(Stored data entries)
%%
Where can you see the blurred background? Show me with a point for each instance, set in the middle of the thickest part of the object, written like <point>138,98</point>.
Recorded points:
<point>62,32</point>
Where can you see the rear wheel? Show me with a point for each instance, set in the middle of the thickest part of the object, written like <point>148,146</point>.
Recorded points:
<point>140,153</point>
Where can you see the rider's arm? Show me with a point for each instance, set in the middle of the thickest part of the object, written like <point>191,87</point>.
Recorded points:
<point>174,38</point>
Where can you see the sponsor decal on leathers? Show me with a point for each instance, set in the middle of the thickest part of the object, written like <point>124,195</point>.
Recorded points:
%%
WHAT YOU SHOULD DO - The records shown earlier should all be returned verbatim.

ANSWER TO THIS PROBLEM -
Where can you see the blurred background? Show me with a point for each instance, set in the middle of the thickest part of the object, written like <point>138,98</point>.
Recorded points:
<point>62,32</point>
Where can you see the rear wheel? Show me with a point for each instance, set in the middle of the thickest part of the object, written like <point>148,146</point>.
Recorded points:
<point>140,153</point>
Where can you see the rider's arm? Show me with a point for each instance, set in the middle of the thickest part of the object, written like <point>191,87</point>.
Recorded points:
<point>174,38</point>
Where can you see the sponsor decal on leathers? Show me with a point for each instance, set in the middle of the thickest part of the object, written like <point>124,195</point>.
Recorded points:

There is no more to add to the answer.